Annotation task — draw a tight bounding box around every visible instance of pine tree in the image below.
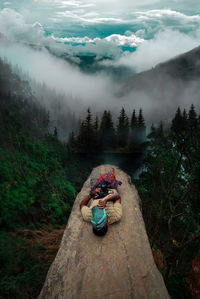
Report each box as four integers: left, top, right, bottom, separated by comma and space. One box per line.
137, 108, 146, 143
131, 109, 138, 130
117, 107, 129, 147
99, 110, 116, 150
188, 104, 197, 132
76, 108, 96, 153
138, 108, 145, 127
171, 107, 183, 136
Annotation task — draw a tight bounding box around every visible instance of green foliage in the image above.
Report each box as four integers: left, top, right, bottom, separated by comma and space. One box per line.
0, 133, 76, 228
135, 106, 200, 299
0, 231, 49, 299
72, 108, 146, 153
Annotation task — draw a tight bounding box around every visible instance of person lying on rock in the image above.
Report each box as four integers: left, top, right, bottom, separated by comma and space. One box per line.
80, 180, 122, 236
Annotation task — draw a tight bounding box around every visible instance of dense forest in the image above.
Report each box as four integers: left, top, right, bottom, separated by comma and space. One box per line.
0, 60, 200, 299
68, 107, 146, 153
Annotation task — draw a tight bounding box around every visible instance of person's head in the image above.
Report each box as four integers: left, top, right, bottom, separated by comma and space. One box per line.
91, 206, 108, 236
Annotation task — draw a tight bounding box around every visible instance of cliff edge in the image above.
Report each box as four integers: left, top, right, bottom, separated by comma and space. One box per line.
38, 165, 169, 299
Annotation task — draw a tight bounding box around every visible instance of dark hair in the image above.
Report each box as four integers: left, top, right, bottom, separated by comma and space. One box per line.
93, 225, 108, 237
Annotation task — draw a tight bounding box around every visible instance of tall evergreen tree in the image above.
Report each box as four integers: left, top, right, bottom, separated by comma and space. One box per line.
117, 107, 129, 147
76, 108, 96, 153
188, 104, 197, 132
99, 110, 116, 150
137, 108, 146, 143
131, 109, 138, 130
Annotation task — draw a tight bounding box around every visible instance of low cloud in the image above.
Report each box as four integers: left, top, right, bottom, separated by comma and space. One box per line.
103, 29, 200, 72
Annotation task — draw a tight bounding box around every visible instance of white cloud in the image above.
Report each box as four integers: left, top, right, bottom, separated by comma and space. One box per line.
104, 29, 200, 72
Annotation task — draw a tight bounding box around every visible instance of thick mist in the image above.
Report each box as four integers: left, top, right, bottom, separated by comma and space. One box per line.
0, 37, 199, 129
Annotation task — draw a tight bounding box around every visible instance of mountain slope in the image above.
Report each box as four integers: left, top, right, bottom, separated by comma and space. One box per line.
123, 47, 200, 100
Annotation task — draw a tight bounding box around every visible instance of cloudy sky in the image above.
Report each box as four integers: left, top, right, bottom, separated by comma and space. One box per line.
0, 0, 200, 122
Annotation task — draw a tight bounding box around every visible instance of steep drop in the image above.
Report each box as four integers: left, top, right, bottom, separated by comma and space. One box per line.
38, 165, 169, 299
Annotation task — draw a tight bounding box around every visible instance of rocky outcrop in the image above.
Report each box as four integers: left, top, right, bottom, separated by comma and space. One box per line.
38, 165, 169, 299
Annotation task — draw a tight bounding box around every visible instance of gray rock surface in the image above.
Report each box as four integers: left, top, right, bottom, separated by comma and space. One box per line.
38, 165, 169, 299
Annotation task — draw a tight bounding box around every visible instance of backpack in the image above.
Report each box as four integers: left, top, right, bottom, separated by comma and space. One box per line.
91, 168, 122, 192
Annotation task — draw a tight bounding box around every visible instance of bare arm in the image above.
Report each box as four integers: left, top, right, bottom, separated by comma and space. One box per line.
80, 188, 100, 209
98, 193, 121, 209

.....

**INSTRUCTION**
Rewrite all the records above, changing "bounding box" to "rectangle" everywhere and keeping everything else the same. Leave the pictures out.

**WRITTEN SOLUTION**
Annotation task — draw a tight rectangle around every visible instance of pine tree in the image below.
Report each box as four integers: left, top, right, bottom, separated by comma and space. One box per line.
137, 108, 146, 143
131, 109, 138, 130
117, 107, 129, 147
99, 110, 116, 150
188, 104, 197, 132
76, 108, 96, 153
138, 108, 145, 127
171, 107, 183, 136
Annotation task — draw a tight rectangle around every visible instance of green foliage in the image above.
Report each box as four integers: left, top, right, bottom, separated by comma and space. One box per line.
0, 133, 76, 228
135, 106, 200, 299
0, 231, 49, 299
72, 108, 146, 153
Annotation task — draw a tight rectangle around every visible instance of person lying on rock in the image above.
Report each box as four integers: left, top, right, bottom, separated by comma and space. One box per line.
80, 180, 122, 236
Annotation task — draw a tight rectangle around every visible instance of dense forest in the image above.
Report each box as four integers: left, top, right, bottom, separated by comma and space. One box per line.
0, 60, 200, 299
68, 107, 146, 153
Annotation task — draw a tight rectangle around every visible instance of person's head in the image above.
Report each box as four integers: left, top, right, bottom, separated by comma and space. One box per line.
91, 206, 108, 236
Annotation task — draw a tight rectangle around every visible instance of cliff edge in the image above.
Report each box as four integers: left, top, right, bottom, separated by comma and space. One box per line.
38, 165, 169, 299
Annotation task — draw a tight rectangle around every visible instance of dark hair in the image above.
Report each box as four integers: left, top, right, bottom, separated by comma and space. One box per line.
93, 225, 108, 237
Annotation task — draw a tight rectangle around every visible instance of tall evergreen tree in the image above.
Report each box as four integers: left, top, right, bottom, separated by comma and space. One box per line.
117, 107, 129, 147
76, 108, 96, 153
188, 104, 197, 132
99, 110, 116, 150
137, 108, 146, 143
131, 109, 138, 130
Annotation task — draw a tight rectangle around every visible instance of low cloud in the image above.
Report each box as four integers: left, top, right, bottom, separated by comma and space. One box per line.
103, 29, 200, 72
Annotation task — draw a tight rectangle around every visible instance of white cloud in the image above.
Report each box as four integers: left, top, right, bottom, separated by comma and space. One box per line.
104, 29, 200, 72
Annotation task — draw a tight rectangle around every visible instance of thick mist in the image above.
Report each box as four integers: left, top, right, bottom, separated by comma and space. One box per line.
0, 37, 199, 129
Annotation task — draw a tight rectangle around every visible instance of mountain slope in the image above.
Report each box as four integers: left, top, right, bottom, separated by comma and space. One box per line.
123, 47, 200, 100
Annotation task — draw a tight rectangle around every visible instance of cloudy sky in the image above.
Report each box as four integers: left, top, right, bottom, separated by comma and space. One box per line.
0, 0, 200, 122
Annotation task — draw a tight rectangle around every visible instance of steep drop in the image above.
Report each box as four integers: left, top, right, bottom, separated by comma and space. One box per line.
38, 165, 169, 299
Annotation task — draw a tight rectangle around every visible instance of rocky outcrop in the image above.
Report each box as four integers: left, top, right, bottom, separated by comma and space. One box per line.
38, 165, 169, 299
Annotation task — draw a tight rectangle around every visible instance of gray rock surface in the image above.
Report each box as four integers: left, top, right, bottom, separated by comma and space. One box per line.
38, 165, 169, 299
Annotation task — draw a tight rectangle around every visible instance of backpack in the image above.
Report each box as four integers: left, top, right, bottom, separated by comma and space. One box per line.
91, 168, 122, 192
Annotation task — draw a tight rectangle around every visible instance of bare arm in the image above.
Report each box as four integers: left, top, right, bottom, separated by comma and space. One box per line.
80, 188, 100, 209
98, 193, 121, 209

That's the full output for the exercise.